*WORK TO DO:* Reproduce the passage of the essay on Britain and Europe from "if this has" up to and including "other European states.", changing "membership" to "participation".

*EXTRACT:*
February 26, 2003
What
Europe Will Do to America's Friends
Theory
Has
the plan worked? After forty odd years of struggle, are we finally
about to end up with the Europe we've always wanted? Well that,
obviously enough, would depend upon who, in this instance, we are,
and what it is we consider 'Europe' to be, or about to be. A very
credible case is being made, by natural sceptics such as Ambrose
Evans-Pritchard for one, that at the moment we, which is to
say the consensual policy pursued by every British government since
accession, are on the brink, thanks to the imminent influx of the
Central Europeans, of the sort of Common Market/European Union we
always wanted to belong to. This leads to a succession of other
questions including: is this happy result by design or more by chance?
if this has been our goal, has it actually been a sensible one?
and most immediately important, are we really about to get
the Europe we so often tell ourselves we signed up for in the first
place?
I
think we are, but that it doesn't matter overly much as, we always
could have made 'being in the sort of Europe we wanted' the self-fulfilling
condition of our membership (of the EEC/EU), thus nothing profound
has changed as between our relationship with other European states.

*RECORDED DATA:*
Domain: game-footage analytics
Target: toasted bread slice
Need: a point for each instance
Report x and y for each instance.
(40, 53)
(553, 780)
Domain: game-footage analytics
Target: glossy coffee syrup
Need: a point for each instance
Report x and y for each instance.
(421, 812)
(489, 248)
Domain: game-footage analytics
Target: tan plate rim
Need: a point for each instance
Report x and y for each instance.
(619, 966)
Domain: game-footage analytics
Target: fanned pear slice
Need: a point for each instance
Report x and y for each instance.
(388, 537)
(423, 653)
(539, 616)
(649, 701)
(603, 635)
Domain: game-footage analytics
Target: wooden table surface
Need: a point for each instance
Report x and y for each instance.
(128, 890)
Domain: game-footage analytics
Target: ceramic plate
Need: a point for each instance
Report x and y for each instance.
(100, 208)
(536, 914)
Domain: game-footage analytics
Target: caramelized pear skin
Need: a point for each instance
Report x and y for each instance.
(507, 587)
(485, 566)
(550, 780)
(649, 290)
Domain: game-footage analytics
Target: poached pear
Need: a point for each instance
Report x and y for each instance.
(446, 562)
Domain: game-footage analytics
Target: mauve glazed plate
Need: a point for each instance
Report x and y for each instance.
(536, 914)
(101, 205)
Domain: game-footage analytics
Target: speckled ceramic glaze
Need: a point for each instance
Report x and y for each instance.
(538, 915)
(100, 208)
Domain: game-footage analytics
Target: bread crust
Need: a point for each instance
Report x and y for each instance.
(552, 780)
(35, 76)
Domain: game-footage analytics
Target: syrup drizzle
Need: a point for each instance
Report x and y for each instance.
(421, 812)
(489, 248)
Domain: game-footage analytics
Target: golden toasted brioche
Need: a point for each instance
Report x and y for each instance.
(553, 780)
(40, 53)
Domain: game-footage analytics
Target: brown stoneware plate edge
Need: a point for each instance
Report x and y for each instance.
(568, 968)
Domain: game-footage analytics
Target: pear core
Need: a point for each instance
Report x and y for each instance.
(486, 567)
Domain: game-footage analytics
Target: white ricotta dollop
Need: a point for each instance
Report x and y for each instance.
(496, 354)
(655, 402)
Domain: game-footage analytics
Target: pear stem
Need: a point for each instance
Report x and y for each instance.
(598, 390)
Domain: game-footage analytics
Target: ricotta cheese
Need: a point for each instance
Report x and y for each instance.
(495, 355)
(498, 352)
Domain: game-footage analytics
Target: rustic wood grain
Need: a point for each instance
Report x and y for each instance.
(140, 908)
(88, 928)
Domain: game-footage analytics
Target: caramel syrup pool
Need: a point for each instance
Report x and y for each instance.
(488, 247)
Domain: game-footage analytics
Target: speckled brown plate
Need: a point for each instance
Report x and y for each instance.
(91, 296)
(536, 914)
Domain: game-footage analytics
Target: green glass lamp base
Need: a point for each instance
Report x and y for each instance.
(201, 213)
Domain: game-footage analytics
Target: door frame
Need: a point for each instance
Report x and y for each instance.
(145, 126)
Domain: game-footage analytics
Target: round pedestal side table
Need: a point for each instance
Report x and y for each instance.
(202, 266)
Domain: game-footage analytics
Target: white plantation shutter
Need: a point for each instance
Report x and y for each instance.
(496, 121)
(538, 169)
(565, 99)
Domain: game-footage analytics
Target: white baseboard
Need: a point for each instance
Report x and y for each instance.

*RESULT OF THE TASK:*
if this has been our goal, has it actually been a sensible one?
and most immediately important, are we really about to get
the Europe we so often tell ourselves we signed up for in the first
place?
I
think we are, but that it doesn't matter overly much as, we always
could have made 'being in the sort of Europe we wanted' the self-fulfilling
condition of our participation (of the EEC/EU), thus nothing profound
has changed as between our relationship with other European states.